Page extract:
Senate Reconciliation Bill
The Senate Finance Committee released legislative text this week. The text included some significant changes from the House Reconciliation bill. A few highlighted changes:
- Medicaid – The Senate version so far would increase the number of Medicaid beneficiaries work requirements would apply to (for example lowering the exemption age of adults with children to 14). One of the largest differences, from a health policy perspective, is that the bill would lower the cap on provider taxes in Medicaid expansion states to 3.5%, down from the current rate of 6%. It would also reduce state-directed payments in expansion states.
- ACA – The Senate version generally mirrors the House version with the exception is that it does not include ICHRA/HRA provisions, nor does it include any of the Program Integrity provisions.
- Medicare – The bill did not include any of the “doc fix” payment increases that was included in the House bill.
Senate Republicans will continue to debate the matter in the coming weeks and changes to the bill are expected. Senate leaders are aiming to have the bill pass the Senate before the July 4th recess although it is possible that timeline will slip.

Data shown:
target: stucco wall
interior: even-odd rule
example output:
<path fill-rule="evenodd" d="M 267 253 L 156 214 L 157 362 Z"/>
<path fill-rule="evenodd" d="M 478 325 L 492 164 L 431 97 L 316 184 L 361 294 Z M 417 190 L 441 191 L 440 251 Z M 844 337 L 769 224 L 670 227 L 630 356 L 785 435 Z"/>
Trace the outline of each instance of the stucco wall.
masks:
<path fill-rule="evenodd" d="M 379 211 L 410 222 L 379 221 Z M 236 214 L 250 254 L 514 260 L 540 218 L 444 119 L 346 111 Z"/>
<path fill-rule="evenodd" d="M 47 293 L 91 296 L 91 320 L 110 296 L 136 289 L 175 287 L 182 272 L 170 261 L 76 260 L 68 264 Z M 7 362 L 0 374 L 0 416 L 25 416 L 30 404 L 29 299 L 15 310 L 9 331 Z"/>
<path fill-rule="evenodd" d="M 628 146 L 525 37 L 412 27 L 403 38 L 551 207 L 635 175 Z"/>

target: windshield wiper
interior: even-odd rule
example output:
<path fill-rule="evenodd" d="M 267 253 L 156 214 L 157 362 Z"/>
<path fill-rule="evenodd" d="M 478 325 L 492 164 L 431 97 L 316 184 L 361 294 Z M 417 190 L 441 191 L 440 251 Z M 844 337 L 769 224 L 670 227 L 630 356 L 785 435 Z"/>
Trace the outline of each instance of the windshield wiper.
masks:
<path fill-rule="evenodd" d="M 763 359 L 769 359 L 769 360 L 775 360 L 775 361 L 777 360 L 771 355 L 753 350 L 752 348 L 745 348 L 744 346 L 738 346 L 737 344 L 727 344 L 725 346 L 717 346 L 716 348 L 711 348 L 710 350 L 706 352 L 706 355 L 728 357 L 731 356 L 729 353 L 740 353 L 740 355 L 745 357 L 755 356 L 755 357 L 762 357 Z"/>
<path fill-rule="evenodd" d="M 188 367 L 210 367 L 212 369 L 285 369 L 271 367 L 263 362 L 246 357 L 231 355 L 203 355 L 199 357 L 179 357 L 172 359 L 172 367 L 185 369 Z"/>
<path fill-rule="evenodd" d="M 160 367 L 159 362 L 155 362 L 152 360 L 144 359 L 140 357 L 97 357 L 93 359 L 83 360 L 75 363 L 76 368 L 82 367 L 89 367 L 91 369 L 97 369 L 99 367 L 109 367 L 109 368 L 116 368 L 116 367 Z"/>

Work task:
Using the Senate Reconciliation Bill text, explain in one to three sentences how the Senate version would make Medicaid work requirements apply to more beneficiaries.

Written solution:
The Senate version would extend work requirements to more Medicaid beneficiaries by narrowing who is exempt. The text's example is lowering the exemption age of adults with children to 14.